## Task objective
Would you copy each line of the records that includes the word "instance"?
================================
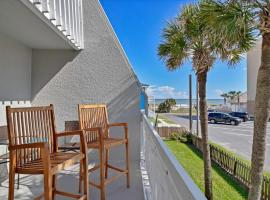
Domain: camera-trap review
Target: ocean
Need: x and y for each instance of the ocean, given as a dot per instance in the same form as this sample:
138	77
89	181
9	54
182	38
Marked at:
186	101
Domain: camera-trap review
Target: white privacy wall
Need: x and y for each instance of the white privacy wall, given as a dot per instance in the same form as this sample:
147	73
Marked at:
168	179
3	104
100	73
15	70
15	75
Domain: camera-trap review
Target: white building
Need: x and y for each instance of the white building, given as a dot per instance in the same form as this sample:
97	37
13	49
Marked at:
65	52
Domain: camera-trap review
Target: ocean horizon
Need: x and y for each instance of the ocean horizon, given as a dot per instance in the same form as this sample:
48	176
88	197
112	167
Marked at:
================================
## Exercise response
Need: x and y for each instance of the ocean, given as a dot per instance in the same form as this sample:
Need: x and y for each instance of the white privacy wall, given as a dot per instance in the same form as this sample:
Need: x and y for each instance of the white building, given as a dot per instance in the same form as this sample:
Need: x and y for each instance of the ocean horizon, given as a dot per instance in the same form as this sample:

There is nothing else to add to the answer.